Instructions to follow
Reproduce the following lines verbatim, beginning with the line that contains "Ground black swivel" and continuing through the line that contains "Ground jeans. Coordinates", with both of those lines included. Copy only those lines.

Data
────────────────────────────────────────
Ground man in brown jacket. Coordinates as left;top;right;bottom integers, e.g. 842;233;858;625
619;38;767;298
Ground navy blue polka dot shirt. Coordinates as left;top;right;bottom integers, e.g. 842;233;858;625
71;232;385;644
────────────────────────────────────────
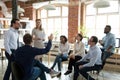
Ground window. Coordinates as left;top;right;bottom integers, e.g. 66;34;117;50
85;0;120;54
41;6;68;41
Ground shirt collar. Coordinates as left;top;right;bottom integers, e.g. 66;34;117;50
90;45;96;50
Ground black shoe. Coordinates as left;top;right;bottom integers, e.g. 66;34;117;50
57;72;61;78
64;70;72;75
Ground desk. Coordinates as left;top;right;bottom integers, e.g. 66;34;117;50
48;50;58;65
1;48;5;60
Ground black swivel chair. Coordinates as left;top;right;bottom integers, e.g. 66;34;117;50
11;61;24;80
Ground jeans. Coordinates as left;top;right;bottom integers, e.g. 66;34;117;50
────────────────────────────────────────
Exercise solution
Ground black swivel chair. Coordinates as left;top;right;bottom integers, e.g. 66;34;117;50
11;61;24;80
Ground jeans. Coordinates as left;top;right;bottom integers, e.g. 66;34;117;50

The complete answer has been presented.